Prüfe, ob die Aussagen 1., 2. und 3. mit dem Text zur Lkw-Maut übereinstimmen. Antworte jeweils mit Ja oder Nein und zitiere die entscheidenden Worte des Textes wörtlich.

1. Die Maut auf Autobahnen und Bundesstraßen enthält einen Aufschlag für CO2.
2. Der Bund erwartet dadurch Mehreinnahmen von weniger als fünf Milliarden Euro im Jahr.
3. Die Spedition Graeff wird in dritter Generation geführt.

- _Textauszug_:
----

Speditionen müssen mehr für den Kilometer bezahlen. Die Landesregierung möchte auch eine Maut auf Landes- und Kreisstraßen einführen. Die Positionen dazu liegen weit auseinander.
Seit Dezember müssen Speditionen mehr für den Kilometer zahlen. Die Maut auf Autobahnen und Bundesstraßen enthält seither auch einen Aufschlag für klimaschädliches CO2. Davon erhofft sich der Bund Mehreinnahmen von mehr als sieben Milliarden Euro im Jahr. Doch die grün-schwarze Landesregierung möchte mehr – sie möchte auch eine Maut auf Landes- und Kreisstraßen einführen. Das baden-württembergische Verkehrsministerium hat sich dazu am Dienstag in einem Fachgespräch mit allen Beteiligten ausgetauscht, die Positionen liegen zum Teil weit auseinander.
Bei der Spedition Graeff ist die Geschäftsführung geladen, das Mannheimer Unternehmen in vierter Generation sieht die Branche im Land in Gefahr, sollte eine Maut auf Landesstraßen kommen: „Das, was die Politik in Baden-Württemberg vorhat, im Verkehrsministerium, wäre ein absoluter Wettbewerbsnachteil für Baden-Württemberg“, sagt Jochen Graeff.

----

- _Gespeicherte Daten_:
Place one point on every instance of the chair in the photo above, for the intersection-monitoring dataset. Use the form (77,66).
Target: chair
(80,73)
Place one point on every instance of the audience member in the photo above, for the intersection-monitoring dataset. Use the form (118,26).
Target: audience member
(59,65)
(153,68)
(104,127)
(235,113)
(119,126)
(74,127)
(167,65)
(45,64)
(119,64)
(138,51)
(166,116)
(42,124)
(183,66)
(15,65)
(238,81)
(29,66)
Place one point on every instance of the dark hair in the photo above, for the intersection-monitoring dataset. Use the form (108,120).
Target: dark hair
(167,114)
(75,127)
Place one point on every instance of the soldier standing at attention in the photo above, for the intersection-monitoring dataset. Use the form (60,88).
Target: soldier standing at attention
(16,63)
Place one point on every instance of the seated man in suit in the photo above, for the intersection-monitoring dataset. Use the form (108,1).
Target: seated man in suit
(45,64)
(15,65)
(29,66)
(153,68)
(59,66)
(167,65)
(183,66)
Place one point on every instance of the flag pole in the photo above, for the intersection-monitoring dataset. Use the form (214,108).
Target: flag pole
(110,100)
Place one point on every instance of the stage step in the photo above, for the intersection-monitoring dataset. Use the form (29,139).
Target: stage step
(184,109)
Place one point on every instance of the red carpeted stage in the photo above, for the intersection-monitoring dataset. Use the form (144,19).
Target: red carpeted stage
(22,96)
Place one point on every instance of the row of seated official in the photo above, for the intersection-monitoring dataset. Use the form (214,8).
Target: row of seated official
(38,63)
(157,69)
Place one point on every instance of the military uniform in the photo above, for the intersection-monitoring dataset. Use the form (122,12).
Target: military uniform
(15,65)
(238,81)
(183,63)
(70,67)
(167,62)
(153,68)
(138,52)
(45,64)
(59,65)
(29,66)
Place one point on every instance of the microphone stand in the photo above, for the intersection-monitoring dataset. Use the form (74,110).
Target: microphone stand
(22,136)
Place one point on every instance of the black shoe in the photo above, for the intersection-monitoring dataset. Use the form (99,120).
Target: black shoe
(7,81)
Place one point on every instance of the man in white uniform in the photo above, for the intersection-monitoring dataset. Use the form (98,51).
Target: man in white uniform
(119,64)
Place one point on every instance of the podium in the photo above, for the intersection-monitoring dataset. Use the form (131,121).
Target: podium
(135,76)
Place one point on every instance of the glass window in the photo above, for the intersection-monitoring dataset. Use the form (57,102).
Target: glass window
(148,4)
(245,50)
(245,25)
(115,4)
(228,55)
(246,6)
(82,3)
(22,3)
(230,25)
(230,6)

----

- _Lösung_:
1. Ja: „Die Maut auf Autobahnen und Bundesstraßen enthält seither auch einen Aufschlag für klimaschädliches CO2.“
2. Nein: „Davon erhofft sich der Bund Mehreinnahmen von mehr als sieben Milliarden Euro im Jahr.“
3. Nein: „das Mannheimer Unternehmen in vierter Generation“